■ Required work ■
A. Transcribe the cornstalk grazing passage word for word, from "Having cornstalks to" down to "and leftover corn.".
B. According to the cornstalk grazing passage, what are all the things cattle primarily consume in a grazed cornfield?

Having cornstalks to graze is a great resource for livestock producers. For dry cows, it is a relatively inexpensive feed that can typically meet, or come very close to meeting, nutritional needs. Grazing also can help get rid of corn remaining in the field and potentially reduce volunteer corn the following year. But are cattle really grazing stalks?
Yes and no. In everyday conversation, grazing cornstalks is said, but the stalk is the last thing cattle eat. Cattle do eat stalks, particularly if they are left on a field too long, but they are primarily consuming leaf, husk and leftover corn.
The stem or stalk makes up about 48.5% of the residue, while the leaf blade and husk make up 39.6%. Cattle will consume leaf and husk if available. That diet will consist of 52% to 55% total digestible nutrients and 5% to 5.5% crude protein.

■ Record excerpts ■
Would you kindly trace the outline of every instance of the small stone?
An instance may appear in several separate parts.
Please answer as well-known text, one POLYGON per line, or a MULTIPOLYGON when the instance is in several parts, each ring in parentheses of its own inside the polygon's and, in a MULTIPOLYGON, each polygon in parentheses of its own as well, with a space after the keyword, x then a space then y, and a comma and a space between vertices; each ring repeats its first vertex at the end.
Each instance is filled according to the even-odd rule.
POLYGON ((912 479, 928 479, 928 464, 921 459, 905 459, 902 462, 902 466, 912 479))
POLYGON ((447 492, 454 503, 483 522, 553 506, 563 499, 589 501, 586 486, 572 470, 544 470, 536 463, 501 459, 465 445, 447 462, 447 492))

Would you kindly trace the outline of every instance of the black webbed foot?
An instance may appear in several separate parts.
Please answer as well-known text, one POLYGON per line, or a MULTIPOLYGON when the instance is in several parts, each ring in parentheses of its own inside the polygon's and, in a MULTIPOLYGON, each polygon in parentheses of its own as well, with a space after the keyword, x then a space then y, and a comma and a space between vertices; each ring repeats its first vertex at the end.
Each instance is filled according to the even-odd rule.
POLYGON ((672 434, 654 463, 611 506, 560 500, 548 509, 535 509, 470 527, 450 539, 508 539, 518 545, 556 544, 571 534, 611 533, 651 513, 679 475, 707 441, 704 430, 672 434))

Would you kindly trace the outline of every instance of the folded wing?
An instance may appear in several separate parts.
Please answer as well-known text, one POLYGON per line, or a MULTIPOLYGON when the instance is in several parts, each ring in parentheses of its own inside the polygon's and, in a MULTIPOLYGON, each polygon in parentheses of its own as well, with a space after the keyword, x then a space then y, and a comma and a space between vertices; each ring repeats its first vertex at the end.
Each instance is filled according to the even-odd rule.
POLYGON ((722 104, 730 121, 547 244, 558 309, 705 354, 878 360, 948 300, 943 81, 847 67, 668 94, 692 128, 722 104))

■ Task responses ■
A.
Having cornstalks to graze is a great resource for livestock producers. For dry cows, it is a relatively inexpensive feed that can typically meet, or come very close to meeting, nutritional needs. Grazing also can help get rid of corn remaining in the field and potentially reduce volunteer corn the following year. But are cattle really grazing stalks?
Yes and no. In everyday conversation, grazing cornstalks is said, but the stalk is the last thing cattle eat. Cattle do eat stalks, particularly if they are left on a field too long, but they are primarily consuming leaf, husk and leftover corn.

B. Leaf, husk and leftover corn.